PROVIDED ENTRIES:
-*-
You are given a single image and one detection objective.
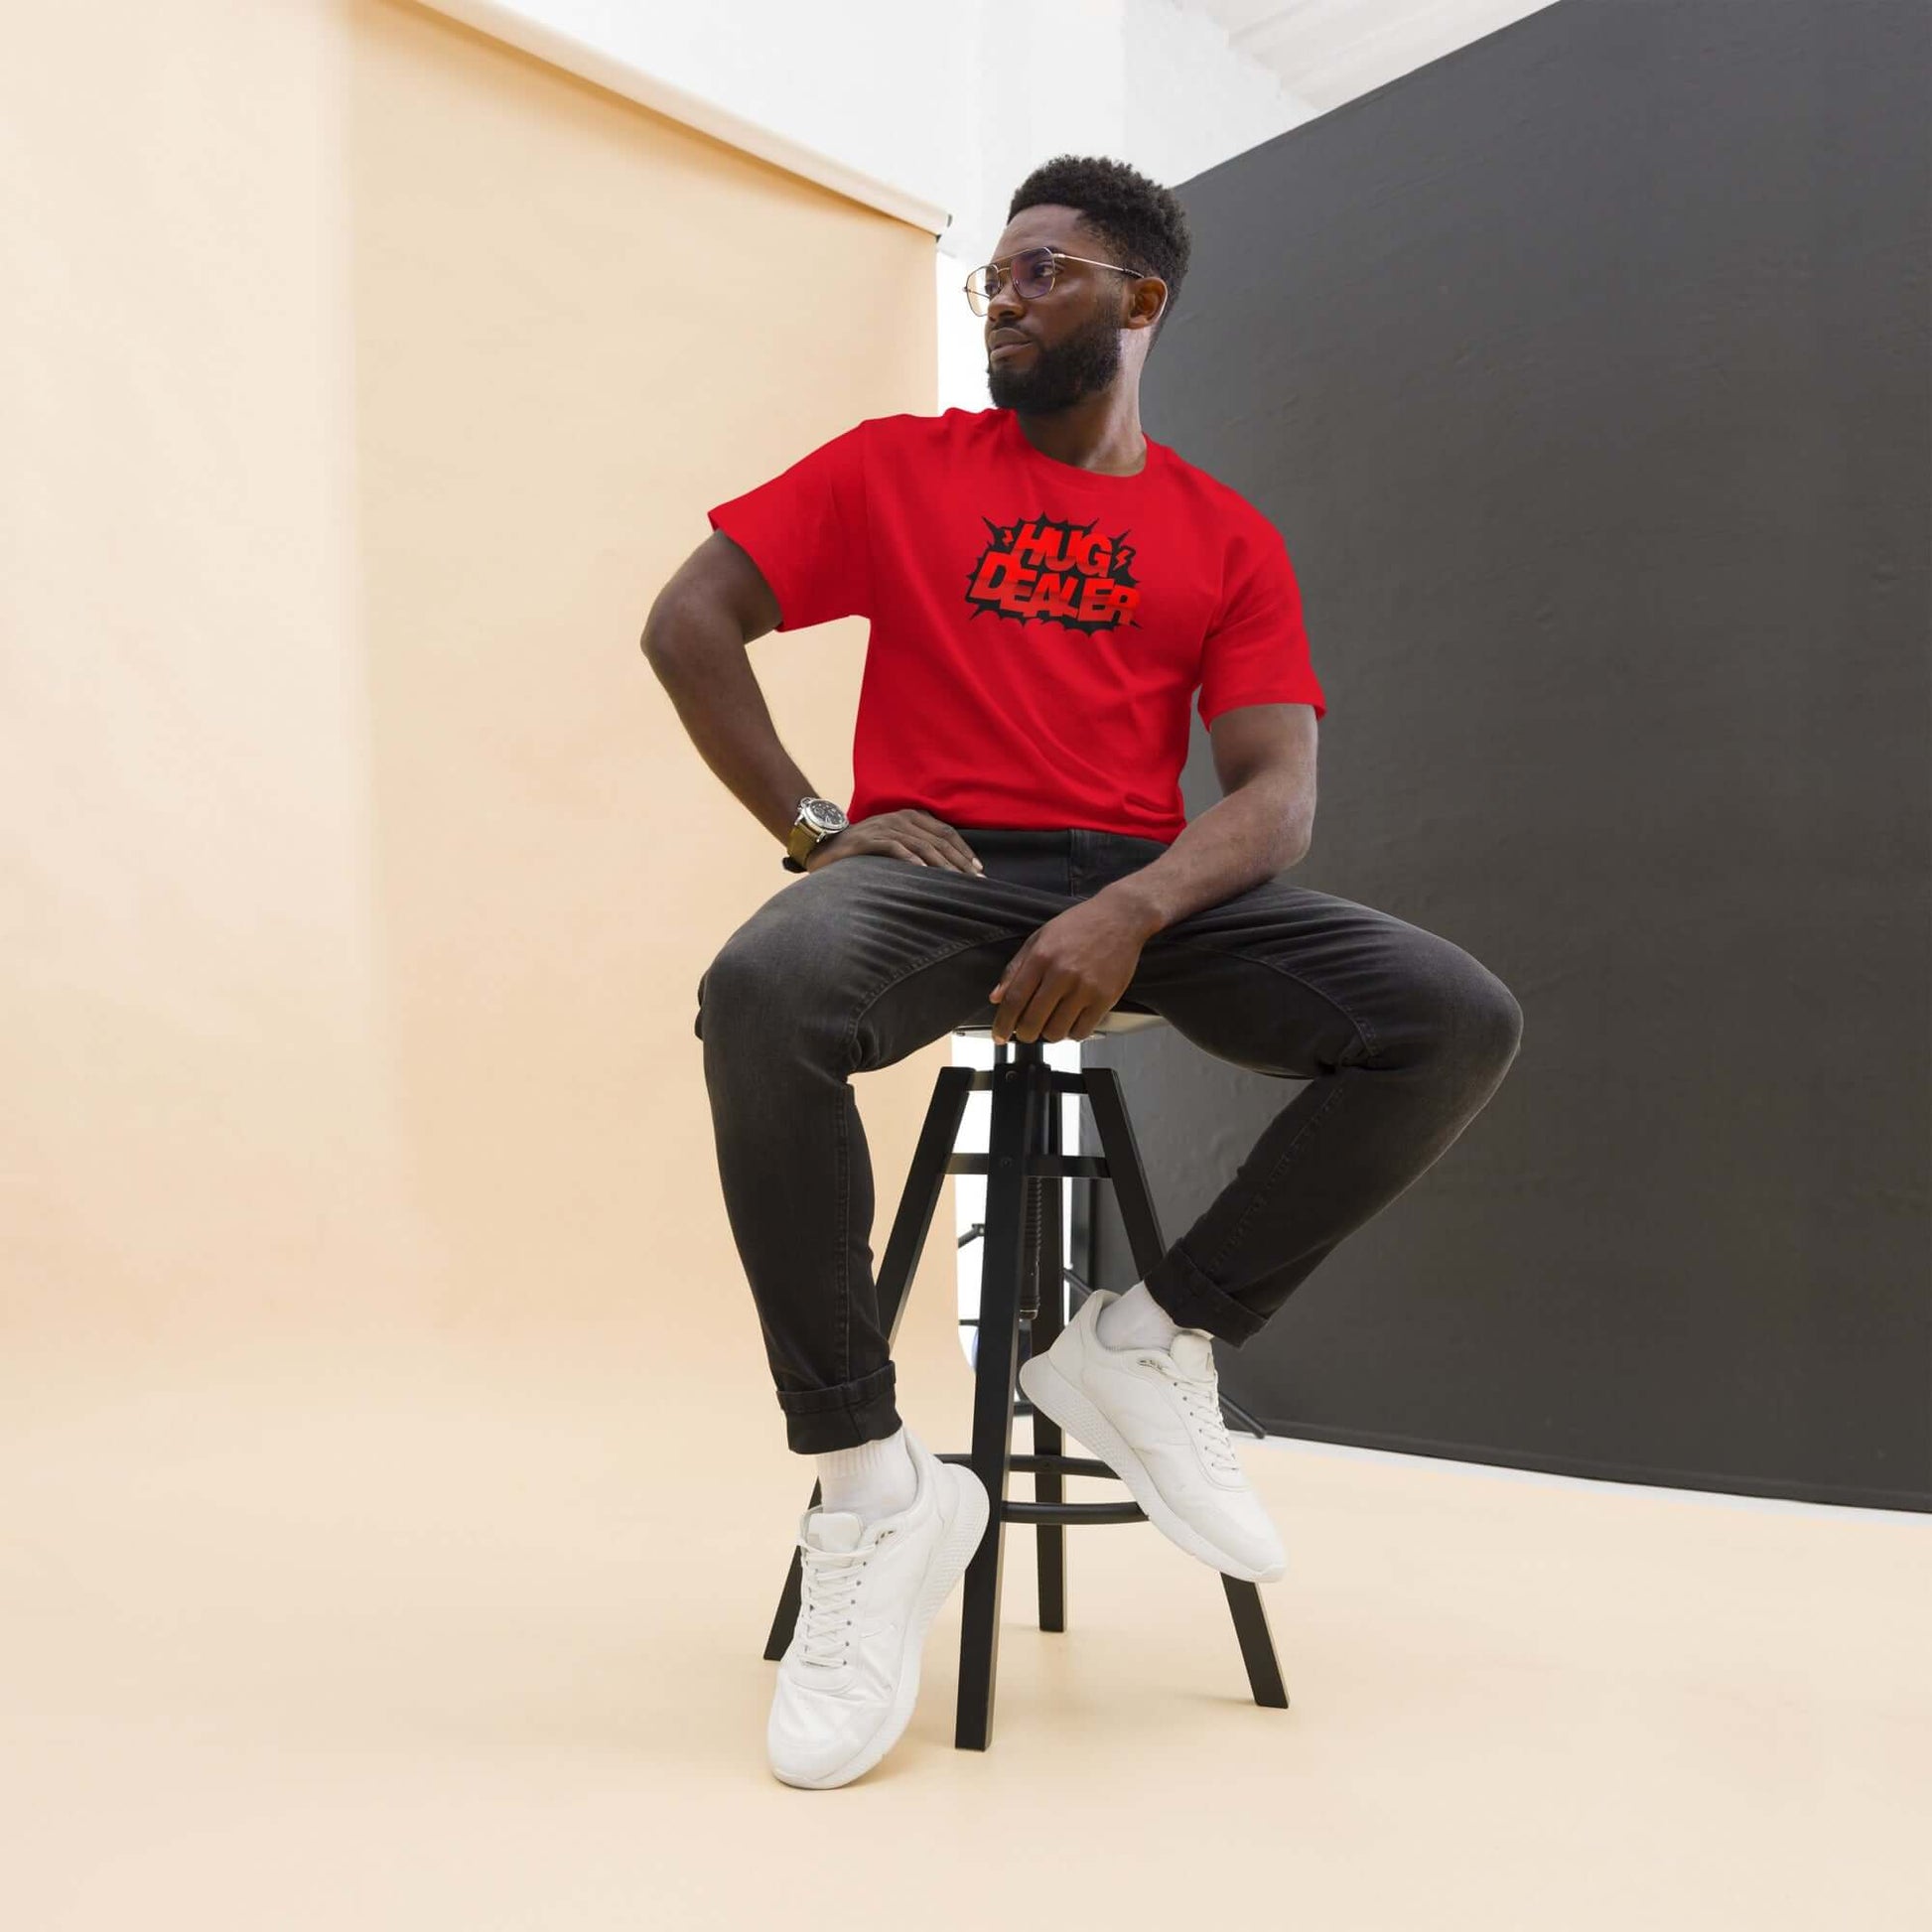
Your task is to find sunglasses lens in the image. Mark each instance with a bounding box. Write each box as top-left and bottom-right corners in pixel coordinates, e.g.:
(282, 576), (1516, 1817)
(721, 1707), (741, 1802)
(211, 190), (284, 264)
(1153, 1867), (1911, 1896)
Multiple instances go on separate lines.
-*-
ASSIGNED TASK: A complete answer lists every line of the listing above that holds the word "image".

EXERCISE SOLUTION:
You are given a single image and one detection objective.
Your task is to find sunglasses lens in the image. Mark each instance with a bounding box. Write each box as top-left and bottom-right corners in pixel coordinates, e.g.:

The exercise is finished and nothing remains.